--- START ---
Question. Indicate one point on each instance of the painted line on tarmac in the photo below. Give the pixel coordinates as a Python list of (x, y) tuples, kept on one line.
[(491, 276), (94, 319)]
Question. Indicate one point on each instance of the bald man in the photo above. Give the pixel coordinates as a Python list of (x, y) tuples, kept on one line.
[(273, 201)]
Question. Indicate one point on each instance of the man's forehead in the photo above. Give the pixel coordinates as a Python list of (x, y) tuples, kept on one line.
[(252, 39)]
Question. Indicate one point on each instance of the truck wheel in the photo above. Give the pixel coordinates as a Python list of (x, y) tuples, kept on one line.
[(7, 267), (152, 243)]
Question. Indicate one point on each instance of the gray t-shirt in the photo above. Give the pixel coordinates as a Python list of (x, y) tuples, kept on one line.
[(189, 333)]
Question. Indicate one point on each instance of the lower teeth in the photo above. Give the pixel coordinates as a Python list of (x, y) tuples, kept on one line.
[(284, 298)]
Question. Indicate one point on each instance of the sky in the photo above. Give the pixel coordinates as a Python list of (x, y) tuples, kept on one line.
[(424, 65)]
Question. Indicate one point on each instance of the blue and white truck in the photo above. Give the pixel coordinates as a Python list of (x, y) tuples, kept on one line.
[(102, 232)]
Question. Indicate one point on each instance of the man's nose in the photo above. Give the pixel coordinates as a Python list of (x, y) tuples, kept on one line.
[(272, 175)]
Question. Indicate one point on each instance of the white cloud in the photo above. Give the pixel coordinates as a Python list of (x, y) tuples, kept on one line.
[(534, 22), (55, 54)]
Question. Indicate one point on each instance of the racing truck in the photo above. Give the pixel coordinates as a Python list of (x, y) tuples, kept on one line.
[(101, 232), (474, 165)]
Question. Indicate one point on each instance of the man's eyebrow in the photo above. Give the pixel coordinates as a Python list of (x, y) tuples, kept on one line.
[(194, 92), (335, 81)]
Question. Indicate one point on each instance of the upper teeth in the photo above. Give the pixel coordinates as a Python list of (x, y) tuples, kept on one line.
--- END ---
_INSTRUCTIONS TO FOLLOW:_
Every record must appear in the answer exactly as it appears above.

_YOUR SOLUTION:_
Question. Indicate one point on each instance of the painted line on tarmac in the photo below. Give the pixel coordinates as a Python list of (x, y) tuples, kept on one line.
[(491, 276), (94, 319)]
Question. Indicate one point on each instance of the bald man in the photo above. Give the pixel coordinates as a Python list of (x, y) tuples, kept on one line.
[(273, 201)]
Question. Indicate one point on each instance of the man's forehead in the photo above. Give the pixel coordinates as a Python list of (x, y) tuples, kept on one line.
[(252, 39)]
Question. Indicate one point on each instance of the truck wheel in the photo above. Give the pixel coordinates as a Python list of (x, y) tuples, kept on one line.
[(7, 267), (152, 243)]
Question. Indicate one point on each instance of the gray t-shirt in the photo above. Give the pixel coordinates as a Python list of (x, y) tuples, kept on one line.
[(189, 333)]
Question. Indicate one point on each instance of the lower teeth in the photo above. Give the pixel coordinates as a Python list of (x, y) tuples, kept on one line.
[(284, 298)]
Question. Indicate one point on each instance of the sky in the photo above. Give the pixel coordinates as a Python list of (x, y) tuples, kept on one line.
[(424, 65)]
Question. Indicate one point on each instance of the blue and white truck in the photo above. Give the pixel coordinates as a Python list of (x, y) tuples, kept on one line.
[(102, 232)]
Question. Indicate one point on each instance of the man's nose in the photo above. Give the pixel coordinates as a Python list of (x, y) tuples, kept on one line.
[(272, 175)]
Question. Indicate one point on each instance of the white cloud in the photo above. Give the pixel coordinates as a Python list of (x, y) tuples, kept on one line.
[(534, 22), (55, 54)]
Question. Indicate one point on each instance of the racing truck in the photo above. Give the pixel coordinates as a Python list of (x, y) tuples, kept on one line.
[(101, 232), (474, 165)]
Question. Indicate one point on each instance of the man's eyebrow in the photo above. Give the pixel coordinates as a Python list of (x, y) tuples, kept on one line.
[(194, 92), (335, 81)]
Question. Indicate one point on each instance of the upper teeth in the photo above. Give the pixel coordinates as a Python list of (x, y) tuples, kept on one line.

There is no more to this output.